■ To do
1: According to the Greenland essay, how many people are in the Praxis community?
2: Write the next part of the Greenland essay, picking up right after its last sentence.

■ Study text
►

I left the Greenlandic parliament – the Inatsisartut – last year and walked to the Hotel Hans Egede to grab my swim trunks. I came here to explore one of the last frontiers on Earth. Greenland is a quasi-communist country that prohibits land ownership and depends on Danish aid. Perhaps the US will change that, someday. I met my team in the lobby with towels.
I’m the CEO of Praxis, a new kind of political project we call a “digital nation.” It’s a community of more than 150,000 people who want to help build a better future for western civilization. In 2020, we launched as a transgressive group chat interested in Greek literature, cryptocurrency and New York’s art scene. We hosted events and were antagonistic to our woke counterparts. We grew quickly. Citizens created a flag, an anthem and an embassy. We set our sights on building a new city as a demonstration of the power of digital nations, and to fulfill a Faustian impulse lying dormant in the European spirit. We’ve looked across the world for places to build this metropolis. Our search led us from North Africa to Argentina – and now Greenland.
As we walked down the road, bright red houses on either side, we looked at the sea. Between icebergs, we saw a large yacht. People in town said it was J.K. Rowling’s. I wondered how many billionaires would soon be chased out of so-called civilization to places like this. Ray Dalio wrote a book about what happens to countries that lose their reserve-currency status (definitely not about America, of course) and set up a family office in the United Arab Emirates. I wondered how many other billionaires were thinking about second passports and hard assets. Probably most of them.
There are minerals here in Greenland. Uranium, copper, gold – but extraction is expensive. Labor is scarce, the weather is brutal and shipping infrastructure is almost nonexistent. But critical minerals, among other capital assets, may become all that is valuable as artificial intelligence drives the cost of labor to zero. We got to the edge of the grass and started hopping across the rocks that jut out into the bay. Tiny waves crashed gently.
My colleague C.J. jumped first. The fish hovering nearby darted between the crags before the splash. They saw his shadow. Charlie was next. He looked down at the water. No icebergs were nearby, but they loomed in the distance. Before I jumped, I cataloged the things I had to do before sleep. I stepped off the two-foot ledge and my mind went blank before my feet touched the water.

◄

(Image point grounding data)
►

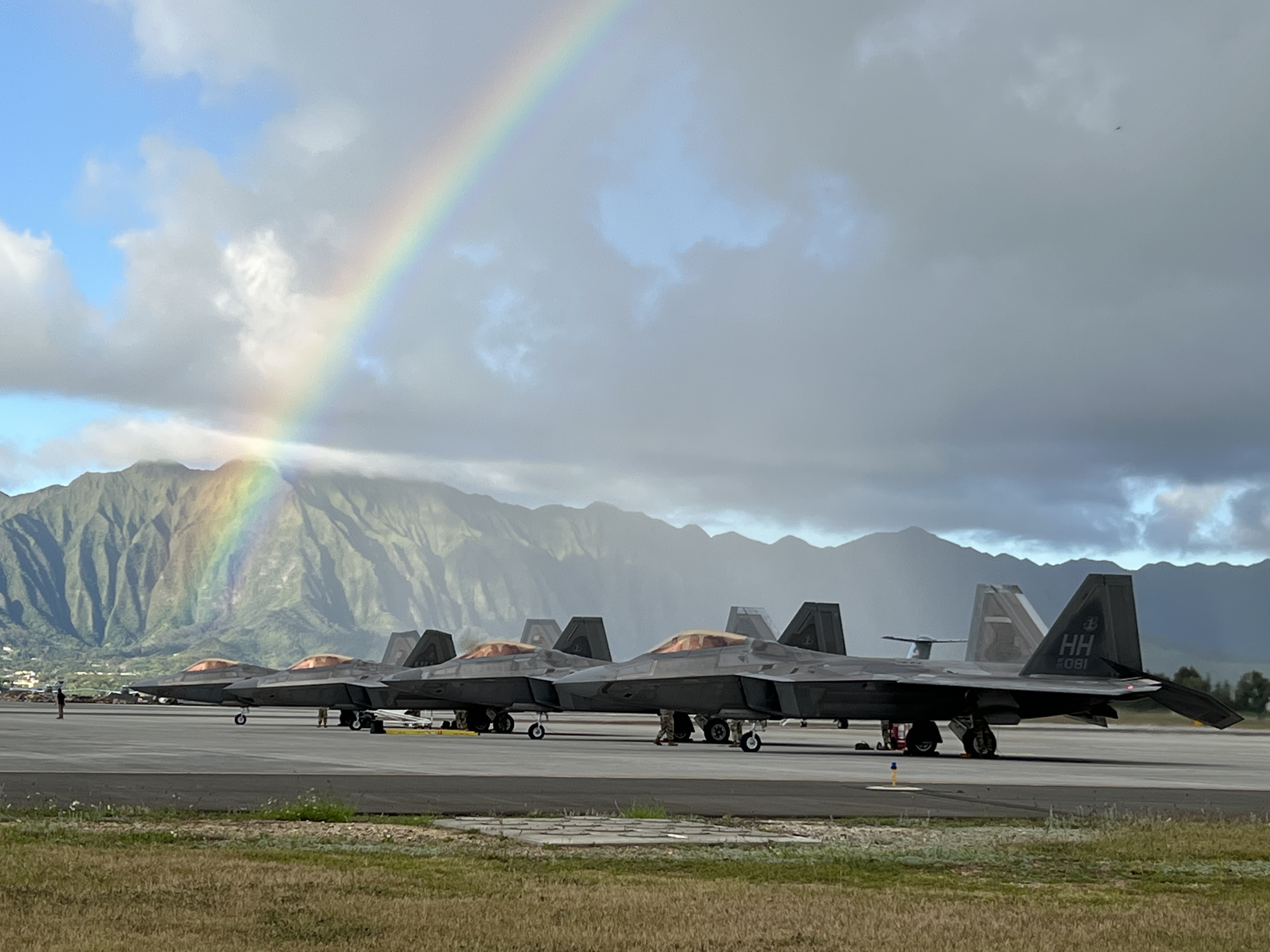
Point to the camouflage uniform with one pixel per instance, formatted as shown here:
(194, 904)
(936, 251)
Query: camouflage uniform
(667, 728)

◄

■ Expected outputs
1: More than 150,000 people.

2:
I scrambled out of the sea and up the rocks with a surge of adrenaline, which turned into testosterone as I stood upright. I looked across the bay, and the subrational instinct that propels Praxis felt legible. We were here to explore, to build, to rehearse small acts of courage until fate tests us and our developed will reveals who we are. C.J., Charlie and I were standing on these wet rocks for the same reason our ancestors stood on wet rocks in Ireland, England and the New World, for the same reason Elon Musk wants to go to Mars and for the same reason many will die to settle the next planet.
Paul Atreides, the hero of Frank Herbert’s Dune, does not ride giant sand worms across the planet Arrakis to attain the tastiest snack. Economic materialism does not compel great action. It was evening but the sun was not setting. We walked across the grass back to the main road, wondering if we could find a restaurant with local fish or elk. Arctic towns often export their best meat and import frozen substitutes – tragic. C.J. asked about hiking, and Charlie said someone on the flight had mentioned we shouldn’t go without a gun, and that if we saw a polar bear, we should avoid being devoured by shooting ourselves first. We wouldn’t be getting a gun. Charlie asked what I thought of this city, Nuuk. It was a frontier outpost. I looked across the town. I wasn’t sure what our future held here, but in that moment, I had a vision of thousands of Praxians flooding the waterfront, the café, the square in front of Inatsisartut – here for a concept of destiny that, though briefly extinguished, is back as a growing flame.